## Quoted text
►

Remember that the ball is supposed to swing your arm. Your arm does not swing the ball. If your ball doesn't fit right, you tend to squeeze it so you don't drop it or to muscle the ball instead of allowing it to free-fall into your swing. These compensations for a bad fit can cause shoulder problems and prevent a consistent execution of the shot. There can be pain on the inside of the elbow or the outside of the elbow or down the forearm or in the wrist. This is both frustrating and painful and it doesn't have to be that way if the ball fits your hand like it should. Don't take chances with your health. That's a no kidding statement. These injuries can affect your ability to turn doorknobs or pick up coffee cups. It is a bowling injury that can affect your whole life.

> Bowling etiquette is important to your enjoyment of the sport as well as others enjoyment. Don't ever put your hand in another person's ball. The feel of the bowling ball on the hand is a very personal thing as well as part of great execution. You wouldn't want someone who uses rosin or slick powder to put his or her hand in your ball and leave a residue.

> If it's not your towel, don't touch it. No telling what's on it that could get on your hand.

> When your ball comes back, don't reach to get it until the folks on either side of you have started their approach. They can see that movement peripherally and it can be very distracting.

> When someone on either side of you is ready to begin their approach, don't rerack. Wait until they have delivered their shot to press the reset button. The pins being reset are in their line of vision.

> Put your hand in your ball to make sure it fits today. Some people swell as they bowl and some shrink. There is never a reason to make bad shots thinking that as soon as you swell up your thumb will fit and everything will be wonderful. You've gotten a bad read off those shots and wasted your effort. Tape is much much cheaper than playing the wrong shot. If it's cold outside, your thumb is probably small and you might need to add tape until it swells. If it's hot and humid, your thumb might be big today. Remember that your thumb size can change but your thumbhole cannot. The size of the thumbhole is easily regulated with tape. Since we can never afford to give shots away and normally your opponent is not going to wait for you to figure it out, it seems a good plan to put a piece of tape in, make good shots, get a good read, then if you swell, take the tape out.

◄

## Available records
►

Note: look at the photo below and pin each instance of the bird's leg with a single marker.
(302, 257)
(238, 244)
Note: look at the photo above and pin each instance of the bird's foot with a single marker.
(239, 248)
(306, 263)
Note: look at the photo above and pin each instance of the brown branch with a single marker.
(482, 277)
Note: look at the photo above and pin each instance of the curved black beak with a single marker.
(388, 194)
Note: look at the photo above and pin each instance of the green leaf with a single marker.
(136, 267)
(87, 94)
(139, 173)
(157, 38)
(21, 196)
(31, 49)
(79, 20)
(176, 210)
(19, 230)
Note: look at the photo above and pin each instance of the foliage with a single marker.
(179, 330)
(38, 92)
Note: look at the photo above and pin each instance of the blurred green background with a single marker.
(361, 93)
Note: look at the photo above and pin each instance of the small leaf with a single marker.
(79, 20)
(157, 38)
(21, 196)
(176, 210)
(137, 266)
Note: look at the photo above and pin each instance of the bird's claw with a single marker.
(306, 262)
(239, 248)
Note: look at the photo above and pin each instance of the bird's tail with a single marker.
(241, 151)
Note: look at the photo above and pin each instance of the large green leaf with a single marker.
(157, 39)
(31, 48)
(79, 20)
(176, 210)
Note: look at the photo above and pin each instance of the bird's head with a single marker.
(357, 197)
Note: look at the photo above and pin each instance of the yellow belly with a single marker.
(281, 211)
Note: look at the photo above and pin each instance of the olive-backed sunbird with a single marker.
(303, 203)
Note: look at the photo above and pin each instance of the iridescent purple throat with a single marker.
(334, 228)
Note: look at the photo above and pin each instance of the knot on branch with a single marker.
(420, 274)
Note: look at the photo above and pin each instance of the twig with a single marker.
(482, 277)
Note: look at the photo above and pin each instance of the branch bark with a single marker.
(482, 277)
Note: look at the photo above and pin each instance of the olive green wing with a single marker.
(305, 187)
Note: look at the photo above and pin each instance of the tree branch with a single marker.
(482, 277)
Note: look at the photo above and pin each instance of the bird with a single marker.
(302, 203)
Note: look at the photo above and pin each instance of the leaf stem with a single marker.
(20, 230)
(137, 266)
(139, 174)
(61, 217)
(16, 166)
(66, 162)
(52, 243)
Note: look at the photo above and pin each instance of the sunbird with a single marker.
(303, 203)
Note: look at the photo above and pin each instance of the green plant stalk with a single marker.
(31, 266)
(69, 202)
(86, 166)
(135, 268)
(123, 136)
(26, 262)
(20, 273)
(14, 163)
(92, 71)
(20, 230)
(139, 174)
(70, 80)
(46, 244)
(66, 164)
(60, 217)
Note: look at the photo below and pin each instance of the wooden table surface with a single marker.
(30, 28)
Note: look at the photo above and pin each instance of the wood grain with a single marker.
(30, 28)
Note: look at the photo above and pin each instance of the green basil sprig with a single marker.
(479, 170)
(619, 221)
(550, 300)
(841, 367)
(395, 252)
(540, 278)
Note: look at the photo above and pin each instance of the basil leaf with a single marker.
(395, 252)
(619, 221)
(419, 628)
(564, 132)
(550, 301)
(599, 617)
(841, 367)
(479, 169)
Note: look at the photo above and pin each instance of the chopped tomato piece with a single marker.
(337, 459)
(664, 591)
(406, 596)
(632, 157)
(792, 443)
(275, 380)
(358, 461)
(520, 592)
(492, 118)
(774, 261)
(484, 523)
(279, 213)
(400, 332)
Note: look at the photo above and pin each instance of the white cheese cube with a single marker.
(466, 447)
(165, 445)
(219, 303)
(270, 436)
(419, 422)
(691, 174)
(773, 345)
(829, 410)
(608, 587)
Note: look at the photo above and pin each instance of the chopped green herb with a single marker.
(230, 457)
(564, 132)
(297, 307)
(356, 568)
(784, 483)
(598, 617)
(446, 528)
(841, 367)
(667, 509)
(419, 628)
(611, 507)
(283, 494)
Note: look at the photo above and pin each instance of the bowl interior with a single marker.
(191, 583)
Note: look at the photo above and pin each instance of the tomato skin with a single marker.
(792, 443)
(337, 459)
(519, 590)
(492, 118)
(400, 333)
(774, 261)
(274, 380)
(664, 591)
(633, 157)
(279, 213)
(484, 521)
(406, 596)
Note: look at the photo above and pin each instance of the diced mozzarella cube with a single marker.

◄

## List of tasks
a) In the bowling text, what is used to adjust the size of the thumbhole?
b) Locate each row that holds the string "cube" and copy it in full. Case counts.
These rows are unrelated to the bowling text.

## Responses in order
a) Tape.

b)
Note: look at the photo above and pin each instance of the white cheese cube with a single marker.
Note: look at the photo above and pin each instance of the diced mozzarella cube with a single marker.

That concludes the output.